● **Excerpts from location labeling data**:
+===+
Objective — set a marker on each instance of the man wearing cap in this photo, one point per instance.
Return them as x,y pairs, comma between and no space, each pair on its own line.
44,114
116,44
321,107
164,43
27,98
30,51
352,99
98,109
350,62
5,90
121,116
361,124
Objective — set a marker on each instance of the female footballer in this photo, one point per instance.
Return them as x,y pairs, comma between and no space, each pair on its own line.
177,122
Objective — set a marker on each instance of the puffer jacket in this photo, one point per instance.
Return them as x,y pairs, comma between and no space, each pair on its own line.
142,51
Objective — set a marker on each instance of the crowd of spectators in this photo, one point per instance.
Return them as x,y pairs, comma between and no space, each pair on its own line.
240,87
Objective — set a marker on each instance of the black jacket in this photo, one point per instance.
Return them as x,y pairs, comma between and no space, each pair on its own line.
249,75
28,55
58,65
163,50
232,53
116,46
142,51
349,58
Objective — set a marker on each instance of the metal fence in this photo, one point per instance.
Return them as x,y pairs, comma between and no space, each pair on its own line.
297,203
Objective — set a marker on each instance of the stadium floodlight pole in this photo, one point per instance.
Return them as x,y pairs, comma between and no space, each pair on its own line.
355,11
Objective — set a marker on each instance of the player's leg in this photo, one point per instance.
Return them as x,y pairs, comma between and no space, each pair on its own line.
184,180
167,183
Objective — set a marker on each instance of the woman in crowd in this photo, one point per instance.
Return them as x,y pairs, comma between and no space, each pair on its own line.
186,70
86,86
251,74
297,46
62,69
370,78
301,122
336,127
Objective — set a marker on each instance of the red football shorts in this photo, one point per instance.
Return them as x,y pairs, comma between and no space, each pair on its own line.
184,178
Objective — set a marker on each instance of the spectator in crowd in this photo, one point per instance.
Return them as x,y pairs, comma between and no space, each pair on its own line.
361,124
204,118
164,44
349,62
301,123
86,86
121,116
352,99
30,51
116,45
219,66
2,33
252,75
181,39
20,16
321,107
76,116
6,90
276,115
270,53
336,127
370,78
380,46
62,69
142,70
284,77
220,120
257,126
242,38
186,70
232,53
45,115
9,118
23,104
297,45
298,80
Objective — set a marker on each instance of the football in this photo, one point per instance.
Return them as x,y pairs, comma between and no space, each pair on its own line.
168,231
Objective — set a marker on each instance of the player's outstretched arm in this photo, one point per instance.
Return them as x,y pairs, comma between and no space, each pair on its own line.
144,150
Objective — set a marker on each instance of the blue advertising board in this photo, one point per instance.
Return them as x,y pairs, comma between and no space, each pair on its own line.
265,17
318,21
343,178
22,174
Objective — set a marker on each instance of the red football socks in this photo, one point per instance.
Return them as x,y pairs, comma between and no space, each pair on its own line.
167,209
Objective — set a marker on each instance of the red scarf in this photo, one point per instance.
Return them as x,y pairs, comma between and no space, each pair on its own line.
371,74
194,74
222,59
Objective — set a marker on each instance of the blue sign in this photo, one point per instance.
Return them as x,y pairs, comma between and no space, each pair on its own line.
+===+
● **WHAT YOU HAVE TO DO**: Reproduce every one of the entries above line for line, without changing a single character.

● **TASK RESULT**:
Objective — set a marker on each instance of the man wearing cap in this photo, one point per instance.
Return them as x,y pairs, comma between and no space, each pair on its own line.
44,114
116,44
321,107
164,43
27,98
30,51
352,99
98,109
350,62
5,90
121,116
361,124
Objective — set a marker on each instance of the female footballer in this photo, one point per instance.
Return them as x,y pairs, comma between and no space, each pair on its own line.
177,122
Objective — set a marker on each instance of the puffer jacket in this photo, one point per instance.
Return them as x,y pairs, comma between and no space, each pair on its own line.
142,51
Objective — set a marker on each instance of the crowd of spectators in this photo, one point per instance.
Return them as x,y pairs, comma between and no space, each pair on its own line.
240,87
Objective — set a marker on each instance of the black jacket in this photo, one point per instance.
Return them as x,y pairs, comma between and no space, each pair on its own line.
249,75
28,55
58,65
163,50
232,53
116,46
142,51
349,58
Objective — set a marker on each instance of the metal fence in this photo, one point per instance.
Return them as x,y pairs, comma between and no space, each pair on its own line.
297,203
Objective — set a marker on each instance of the stadium floodlight pole in this photo, one point per instance.
Return them as x,y pairs, comma between and no space, each pair on its own line.
355,11
Objective — set a marker on each instance of the player's leg in this photo, one point per instance.
Return them as x,y pairs, comma between and no space, each pair on its own line.
184,180
167,183
Objective — set a marker on each instance of the woman in crowd in this photo, one point per instance.
Return them as x,y pairs, comma between and no space, each pair on its own line.
186,70
86,86
251,74
297,46
62,69
370,78
301,122
336,127
Objective — set a marker on each instance of the red football shorts in this photo, one point per instance.
Return them as x,y pairs, comma between and no space, each pair on its own line.
184,178
Objective — set a marker on each instance of the spectator in crowd in this photo, one point per instance.
Return them as x,y pairs, comma between and no space, each pair on its own line.
361,124
204,118
164,44
349,62
301,123
86,86
121,116
352,99
30,51
116,45
219,66
2,33
252,75
181,39
20,16
321,107
76,116
6,90
276,115
270,53
336,127
370,78
380,46
62,69
142,70
284,77
220,120
257,126
242,38
186,70
232,53
45,115
9,118
23,104
297,45
298,80
Objective — set a marker on each instance of the football in this photo, one point per instance.
Return them as x,y pairs, comma between and no space, each pair on its own line.
168,231
Objective — set a marker on each instance of the player's outstretched arm in this photo, one point per instance.
Return them as x,y pairs, comma between and no space, each pair on its own line.
144,150
Objective — set a marker on each instance of the blue advertising board in this photo, one point per instance.
Return them as x,y pairs, comma between and no space, each pair on its own line.
265,17
318,21
343,178
22,174
Objective — set a marker on each instance of the red football socks in this photo, one point per instance.
Return them as x,y pairs, comma between and no space, each pair on its own line.
167,209
Objective — set a marker on each instance of the red scarf in this photo, one point per instance.
Return them as x,y pairs, comma between and no space, each pair on its own line.
371,74
194,74
222,59
Objective — set a marker on each instance of the blue sign in this photo, one point per instance.
Return them as x,y pairs, comma between and no space, each pair on its own line.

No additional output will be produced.